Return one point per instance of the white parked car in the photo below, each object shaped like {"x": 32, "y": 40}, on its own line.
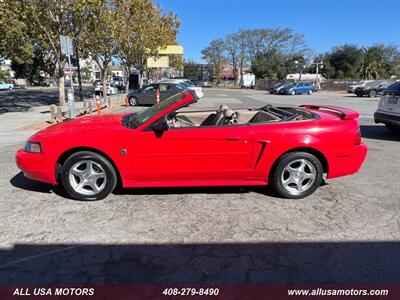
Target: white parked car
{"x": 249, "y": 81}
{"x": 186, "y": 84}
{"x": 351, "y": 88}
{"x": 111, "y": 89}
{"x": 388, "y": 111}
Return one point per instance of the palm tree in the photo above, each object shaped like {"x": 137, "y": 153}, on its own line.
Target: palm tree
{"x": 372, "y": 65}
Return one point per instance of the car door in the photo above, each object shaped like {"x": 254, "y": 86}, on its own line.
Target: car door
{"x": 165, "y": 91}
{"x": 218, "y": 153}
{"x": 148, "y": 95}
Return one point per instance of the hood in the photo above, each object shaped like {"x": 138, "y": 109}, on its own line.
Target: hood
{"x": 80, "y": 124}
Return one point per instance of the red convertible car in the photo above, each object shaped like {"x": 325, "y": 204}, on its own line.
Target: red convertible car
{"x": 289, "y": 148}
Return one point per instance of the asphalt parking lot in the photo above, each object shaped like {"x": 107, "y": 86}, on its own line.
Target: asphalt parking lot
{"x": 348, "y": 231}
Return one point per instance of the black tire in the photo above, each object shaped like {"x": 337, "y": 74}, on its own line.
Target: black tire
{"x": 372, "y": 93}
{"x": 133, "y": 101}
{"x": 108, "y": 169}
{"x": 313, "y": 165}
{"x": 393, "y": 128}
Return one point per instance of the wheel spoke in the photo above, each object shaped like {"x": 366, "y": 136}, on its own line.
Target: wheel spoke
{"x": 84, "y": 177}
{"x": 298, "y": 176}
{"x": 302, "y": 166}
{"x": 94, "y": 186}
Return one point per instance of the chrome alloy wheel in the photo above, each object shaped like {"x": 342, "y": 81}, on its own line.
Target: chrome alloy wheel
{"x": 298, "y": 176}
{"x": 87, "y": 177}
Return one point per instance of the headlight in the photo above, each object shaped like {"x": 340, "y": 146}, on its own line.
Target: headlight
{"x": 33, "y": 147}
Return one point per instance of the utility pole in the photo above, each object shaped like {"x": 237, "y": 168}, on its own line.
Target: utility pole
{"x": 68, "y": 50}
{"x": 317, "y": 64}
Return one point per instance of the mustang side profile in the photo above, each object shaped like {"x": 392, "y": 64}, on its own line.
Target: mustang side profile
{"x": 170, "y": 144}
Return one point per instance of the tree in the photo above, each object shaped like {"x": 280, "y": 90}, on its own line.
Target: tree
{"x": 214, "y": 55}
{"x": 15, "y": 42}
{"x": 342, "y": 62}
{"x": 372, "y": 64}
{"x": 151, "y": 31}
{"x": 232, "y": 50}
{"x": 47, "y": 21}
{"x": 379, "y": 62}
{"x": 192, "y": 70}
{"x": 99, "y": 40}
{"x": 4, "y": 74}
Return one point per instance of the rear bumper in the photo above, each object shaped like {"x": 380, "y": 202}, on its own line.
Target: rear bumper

+--

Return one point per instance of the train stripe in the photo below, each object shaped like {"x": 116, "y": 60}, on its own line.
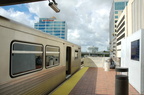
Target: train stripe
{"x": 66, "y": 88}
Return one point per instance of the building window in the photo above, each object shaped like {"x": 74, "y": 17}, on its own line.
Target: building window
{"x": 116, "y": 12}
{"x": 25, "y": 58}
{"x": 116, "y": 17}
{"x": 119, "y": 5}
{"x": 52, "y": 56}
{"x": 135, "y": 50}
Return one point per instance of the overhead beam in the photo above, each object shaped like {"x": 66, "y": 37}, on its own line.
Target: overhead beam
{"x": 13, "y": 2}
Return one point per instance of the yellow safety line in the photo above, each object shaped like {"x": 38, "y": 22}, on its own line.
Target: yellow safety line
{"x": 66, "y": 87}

+--

Instructions for the task:
Give back, word for word, the stretch of items from the line containing "Return one point per instance of the tree" through the line containing "Target: rear bumper", with both of those lines included.

Completed task:
Return one point per instance of the tree in the photo above, each object shaped like {"x": 280, "y": 90}, on its own line.
Target: tree
{"x": 214, "y": 55}
{"x": 15, "y": 42}
{"x": 342, "y": 62}
{"x": 372, "y": 64}
{"x": 151, "y": 31}
{"x": 232, "y": 50}
{"x": 47, "y": 21}
{"x": 379, "y": 62}
{"x": 192, "y": 70}
{"x": 99, "y": 40}
{"x": 4, "y": 74}
Return one point per instance of the rear bumper in the photo above, each object shaped like {"x": 380, "y": 202}, on its own line.
Target: rear bumper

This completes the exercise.